= Exercise instructions =
Would it be possible to quote, exactly and in full, the lines from the one with "Target: poster on wall" through the end of the entries below?

= Items =
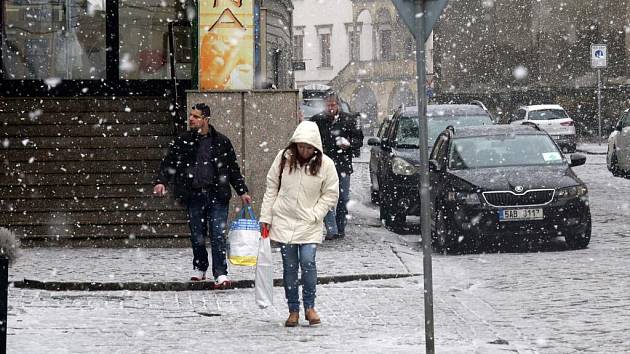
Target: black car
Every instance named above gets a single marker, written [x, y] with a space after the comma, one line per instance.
[506, 183]
[395, 156]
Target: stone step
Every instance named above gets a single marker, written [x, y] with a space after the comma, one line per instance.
[104, 130]
[77, 179]
[25, 218]
[86, 104]
[64, 192]
[128, 231]
[81, 154]
[96, 142]
[84, 118]
[100, 204]
[44, 167]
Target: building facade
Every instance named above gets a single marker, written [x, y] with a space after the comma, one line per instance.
[121, 47]
[322, 39]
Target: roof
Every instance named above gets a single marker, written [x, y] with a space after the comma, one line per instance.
[497, 129]
[436, 110]
[538, 107]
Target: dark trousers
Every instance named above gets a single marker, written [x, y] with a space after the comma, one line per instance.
[206, 218]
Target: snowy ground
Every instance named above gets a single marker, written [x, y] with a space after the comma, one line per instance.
[550, 300]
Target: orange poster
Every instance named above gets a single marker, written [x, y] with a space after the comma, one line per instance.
[226, 50]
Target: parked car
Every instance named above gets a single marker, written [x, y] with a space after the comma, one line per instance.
[394, 173]
[551, 118]
[375, 157]
[618, 156]
[506, 183]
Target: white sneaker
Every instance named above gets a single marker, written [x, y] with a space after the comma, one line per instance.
[198, 275]
[222, 282]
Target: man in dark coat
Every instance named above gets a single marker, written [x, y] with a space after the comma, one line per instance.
[203, 164]
[342, 139]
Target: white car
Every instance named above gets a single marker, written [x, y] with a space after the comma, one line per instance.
[618, 157]
[551, 118]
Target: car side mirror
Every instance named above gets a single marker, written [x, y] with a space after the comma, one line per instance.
[434, 165]
[577, 159]
[374, 141]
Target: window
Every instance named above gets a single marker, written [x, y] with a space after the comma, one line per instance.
[386, 45]
[298, 47]
[354, 40]
[66, 41]
[324, 45]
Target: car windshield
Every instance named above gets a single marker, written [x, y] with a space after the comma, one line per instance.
[547, 114]
[407, 134]
[498, 151]
[311, 110]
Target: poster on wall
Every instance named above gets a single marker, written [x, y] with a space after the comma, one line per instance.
[226, 50]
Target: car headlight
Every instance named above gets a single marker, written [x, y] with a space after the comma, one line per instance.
[404, 168]
[572, 192]
[465, 197]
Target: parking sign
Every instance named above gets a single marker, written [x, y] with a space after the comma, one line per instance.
[598, 56]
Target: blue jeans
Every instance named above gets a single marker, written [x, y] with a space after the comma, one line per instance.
[303, 256]
[335, 220]
[205, 214]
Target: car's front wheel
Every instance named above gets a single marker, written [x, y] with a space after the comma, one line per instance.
[580, 240]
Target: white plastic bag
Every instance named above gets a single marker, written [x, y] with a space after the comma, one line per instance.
[264, 275]
[243, 239]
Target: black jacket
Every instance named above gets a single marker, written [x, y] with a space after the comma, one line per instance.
[181, 157]
[344, 126]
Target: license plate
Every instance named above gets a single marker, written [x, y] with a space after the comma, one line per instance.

= Problem solution =
Target: poster on wall
Every instance named above gets a single marker, written [x, y] with a space after the comma, one line per instance.
[226, 50]
Target: car headlight
Every instance named above gets a single marker, written [x, y] with a space after the comma, one line per instance.
[404, 168]
[572, 192]
[465, 197]
Target: parking sign
Every instance named above gets a single marker, written [x, y] with a space after the comma, one line per instance.
[598, 56]
Target: blue jeans
Every instance named above gets a single marker, written [x, y] with a space after the comma, one line per instance.
[303, 256]
[335, 220]
[205, 214]
Target: car's front wheel
Every instance named above gets a single marker, written [x, y] with a space after the comma, one line per instance.
[580, 240]
Target: white plastic bag
Every instance named above gets a single marker, written [x, y] with a space after the comma, one line per instance.
[264, 275]
[243, 239]
Target: black jacket
Every instance named above gets a single marker, written [x, y] with a space after the comma, one line per instance.
[181, 157]
[344, 126]
Target: license plate
Every instance named above gets a single marker, written [x, y] with a space after the comma, one line per instance.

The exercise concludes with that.